[Try it]: Reproduce word for word the passage of the citrus canker abstract that starts at the words "Drawing from trade" and ends after "individual growers’ trees.".

[Exercise text]:

=-=-=-=-=

A Cankerous Conflict: Growers, the State, and the 1980s Citrus Disease Eradication Programs

Saturday, January 7, 2023: 4:10 PM
Grand Ballroom Salon A (Philadelphia Marriott Downtown)
Terrell Orr, University of Georgia
Today, the crisis that threatens the world’s largest orange groves of Florida and São Paulo is greening, a bacterial disease that stunts tree growth and has spread so widely that it threatens the very viability of citrus farming. But this crisis echoes an earlier one: the reappearance in 1984 of citrus canker in Florida’s orange groves after decades of successful containment. Canker, with its characteristic brown lesions, signaled death for growers: death of their trees, of their investments, possibly of their industry. Then, as now, the attempt to understand, contain, and eradicate the disease marshalled the resources of growers’ associations, public universities, state agencies, and the USDA. Then, as now, Florida’s growers turned to the example of São Paulo State, where growers fought their own bitter struggle against canker a decade earlier, and won. But between 1984 and 1996, the attempts to contain Florida’s canker failed, leaving an endemic disease, a disillusioned public, and an uncharacteristic antagonism between growers and the state.

Drawing from trade journals, grower association meeting minutes, international citrus conferences, state and federal government reports, this presentation asks: why did the canker eradication program fail in Florida, when similar programs in São Paulo—which provided the model that was emulated—succeeded? The answer, I argue, can only be found when the political and class relationships that shaped the response to the crisis are examined. In Florida, USDA and state officials attempts to destroy potentially contaminated trees in nurseries and groves were met with delays and lawsuits from growers and their representatives, who wielded serious influence among state lawmakers; while, in São Paulo, growers’ power was dwarfed by the state technocrats and juice processing companies, who refused to risk the health of the whole crop to spare any individual growers’ trees.

=-=-=-=-=

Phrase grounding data
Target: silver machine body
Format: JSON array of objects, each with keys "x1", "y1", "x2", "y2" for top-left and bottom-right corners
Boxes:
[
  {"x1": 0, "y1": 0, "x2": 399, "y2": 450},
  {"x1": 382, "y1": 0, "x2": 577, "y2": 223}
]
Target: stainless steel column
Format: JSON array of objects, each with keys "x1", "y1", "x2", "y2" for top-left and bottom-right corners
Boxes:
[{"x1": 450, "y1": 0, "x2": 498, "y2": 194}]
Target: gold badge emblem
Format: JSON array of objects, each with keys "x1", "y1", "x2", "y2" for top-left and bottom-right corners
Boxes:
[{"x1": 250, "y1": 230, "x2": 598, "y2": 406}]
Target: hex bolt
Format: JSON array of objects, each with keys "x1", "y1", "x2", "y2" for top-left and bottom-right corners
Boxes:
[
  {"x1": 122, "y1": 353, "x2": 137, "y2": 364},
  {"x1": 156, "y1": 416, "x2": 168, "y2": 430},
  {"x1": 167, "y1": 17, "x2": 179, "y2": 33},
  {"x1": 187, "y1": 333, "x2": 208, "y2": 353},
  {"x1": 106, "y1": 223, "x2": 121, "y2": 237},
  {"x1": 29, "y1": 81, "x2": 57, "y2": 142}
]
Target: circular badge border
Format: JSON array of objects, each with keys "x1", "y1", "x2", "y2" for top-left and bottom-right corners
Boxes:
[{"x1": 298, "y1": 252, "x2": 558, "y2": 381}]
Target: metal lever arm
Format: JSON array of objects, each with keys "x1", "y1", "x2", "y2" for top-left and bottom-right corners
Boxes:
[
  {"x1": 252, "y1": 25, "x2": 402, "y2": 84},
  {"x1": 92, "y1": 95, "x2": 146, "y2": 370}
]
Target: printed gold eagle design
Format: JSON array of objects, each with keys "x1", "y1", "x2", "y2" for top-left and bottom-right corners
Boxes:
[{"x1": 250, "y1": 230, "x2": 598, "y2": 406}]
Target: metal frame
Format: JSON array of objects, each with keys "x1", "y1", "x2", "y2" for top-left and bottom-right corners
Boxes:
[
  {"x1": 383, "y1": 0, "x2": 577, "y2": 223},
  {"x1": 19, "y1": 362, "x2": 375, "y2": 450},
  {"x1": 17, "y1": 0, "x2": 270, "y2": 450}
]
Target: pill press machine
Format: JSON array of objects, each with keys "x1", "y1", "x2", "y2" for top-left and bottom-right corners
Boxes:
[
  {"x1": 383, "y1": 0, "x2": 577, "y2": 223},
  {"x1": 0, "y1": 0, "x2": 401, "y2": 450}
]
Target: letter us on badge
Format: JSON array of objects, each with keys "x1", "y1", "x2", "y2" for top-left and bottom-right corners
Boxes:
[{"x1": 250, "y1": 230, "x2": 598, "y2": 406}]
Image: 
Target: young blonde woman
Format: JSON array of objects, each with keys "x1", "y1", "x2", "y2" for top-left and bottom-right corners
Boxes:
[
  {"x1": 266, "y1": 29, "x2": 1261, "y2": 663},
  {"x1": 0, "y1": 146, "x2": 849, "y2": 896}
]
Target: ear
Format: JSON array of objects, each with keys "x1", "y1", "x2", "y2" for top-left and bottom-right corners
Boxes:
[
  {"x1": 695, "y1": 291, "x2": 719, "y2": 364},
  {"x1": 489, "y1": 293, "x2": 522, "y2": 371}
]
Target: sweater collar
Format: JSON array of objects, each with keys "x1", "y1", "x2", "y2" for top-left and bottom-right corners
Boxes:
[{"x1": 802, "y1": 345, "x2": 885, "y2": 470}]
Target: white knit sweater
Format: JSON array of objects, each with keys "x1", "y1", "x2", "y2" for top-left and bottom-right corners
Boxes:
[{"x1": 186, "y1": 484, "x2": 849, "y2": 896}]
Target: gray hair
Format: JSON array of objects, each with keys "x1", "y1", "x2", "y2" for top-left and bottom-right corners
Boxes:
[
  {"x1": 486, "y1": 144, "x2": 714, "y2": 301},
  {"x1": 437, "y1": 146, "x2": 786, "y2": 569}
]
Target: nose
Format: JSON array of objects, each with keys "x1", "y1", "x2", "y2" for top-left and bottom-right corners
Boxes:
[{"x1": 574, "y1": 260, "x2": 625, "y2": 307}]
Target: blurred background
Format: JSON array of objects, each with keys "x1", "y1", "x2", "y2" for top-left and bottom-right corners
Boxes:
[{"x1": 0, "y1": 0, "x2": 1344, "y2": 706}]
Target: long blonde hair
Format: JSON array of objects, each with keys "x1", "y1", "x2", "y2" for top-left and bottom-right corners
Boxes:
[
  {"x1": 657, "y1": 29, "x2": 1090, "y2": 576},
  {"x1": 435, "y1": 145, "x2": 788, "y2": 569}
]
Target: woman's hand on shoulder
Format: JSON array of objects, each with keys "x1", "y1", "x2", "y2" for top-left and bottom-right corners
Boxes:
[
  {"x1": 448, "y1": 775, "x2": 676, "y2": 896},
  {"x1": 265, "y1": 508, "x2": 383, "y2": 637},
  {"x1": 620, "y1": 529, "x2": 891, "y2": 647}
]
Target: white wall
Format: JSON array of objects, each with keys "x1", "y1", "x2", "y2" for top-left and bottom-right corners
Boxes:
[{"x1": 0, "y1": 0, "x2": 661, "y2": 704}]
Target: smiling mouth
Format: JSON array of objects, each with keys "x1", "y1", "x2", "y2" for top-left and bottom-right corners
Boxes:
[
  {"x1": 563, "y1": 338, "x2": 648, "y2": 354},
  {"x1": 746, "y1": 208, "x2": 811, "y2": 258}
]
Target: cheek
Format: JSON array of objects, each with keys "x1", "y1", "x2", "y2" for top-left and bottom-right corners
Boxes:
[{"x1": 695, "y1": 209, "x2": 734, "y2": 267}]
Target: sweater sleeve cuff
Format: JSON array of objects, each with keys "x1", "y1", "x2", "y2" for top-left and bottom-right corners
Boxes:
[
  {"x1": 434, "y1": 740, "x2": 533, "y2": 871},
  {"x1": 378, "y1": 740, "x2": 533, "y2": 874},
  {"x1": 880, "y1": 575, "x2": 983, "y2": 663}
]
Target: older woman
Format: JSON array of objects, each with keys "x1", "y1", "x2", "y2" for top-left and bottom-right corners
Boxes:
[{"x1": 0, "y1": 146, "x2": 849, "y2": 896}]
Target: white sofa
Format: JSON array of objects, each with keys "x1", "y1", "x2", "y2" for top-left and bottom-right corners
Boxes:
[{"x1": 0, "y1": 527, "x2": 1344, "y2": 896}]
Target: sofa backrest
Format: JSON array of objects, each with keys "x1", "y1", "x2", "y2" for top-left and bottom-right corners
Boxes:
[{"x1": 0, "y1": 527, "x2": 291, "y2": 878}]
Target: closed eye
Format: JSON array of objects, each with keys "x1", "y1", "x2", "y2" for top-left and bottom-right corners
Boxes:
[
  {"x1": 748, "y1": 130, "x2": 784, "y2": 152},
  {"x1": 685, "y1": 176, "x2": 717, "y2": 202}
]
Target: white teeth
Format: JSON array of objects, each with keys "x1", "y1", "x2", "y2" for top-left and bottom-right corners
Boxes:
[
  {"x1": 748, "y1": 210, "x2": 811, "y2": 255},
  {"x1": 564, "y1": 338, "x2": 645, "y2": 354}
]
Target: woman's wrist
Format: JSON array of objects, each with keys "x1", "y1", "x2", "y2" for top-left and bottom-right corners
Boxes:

=-=-=-=-=

[Answer to this exercise]:
Drawing from trade journals, grower association meeting minutes, international citrus conferences, state and federal government reports, this presentation asks: why did the canker eradication program fail in Florida, when similar programs in São Paulo—which provided the model that was emulated—succeeded? The answer, I argue, can only be found when the political and class relationships that shaped the response to the crisis are examined. In Florida, USDA and state officials attempts to destroy potentially contaminated trees in nurseries and groves were met with delays and lawsuits from growers and their representatives, who wielded serious influence among state lawmakers; while, in São Paulo, growers’ power was dwarfed by the state technocrats and juice processing companies, who refused to risk the health of the whole crop to spare any individual growers’ trees.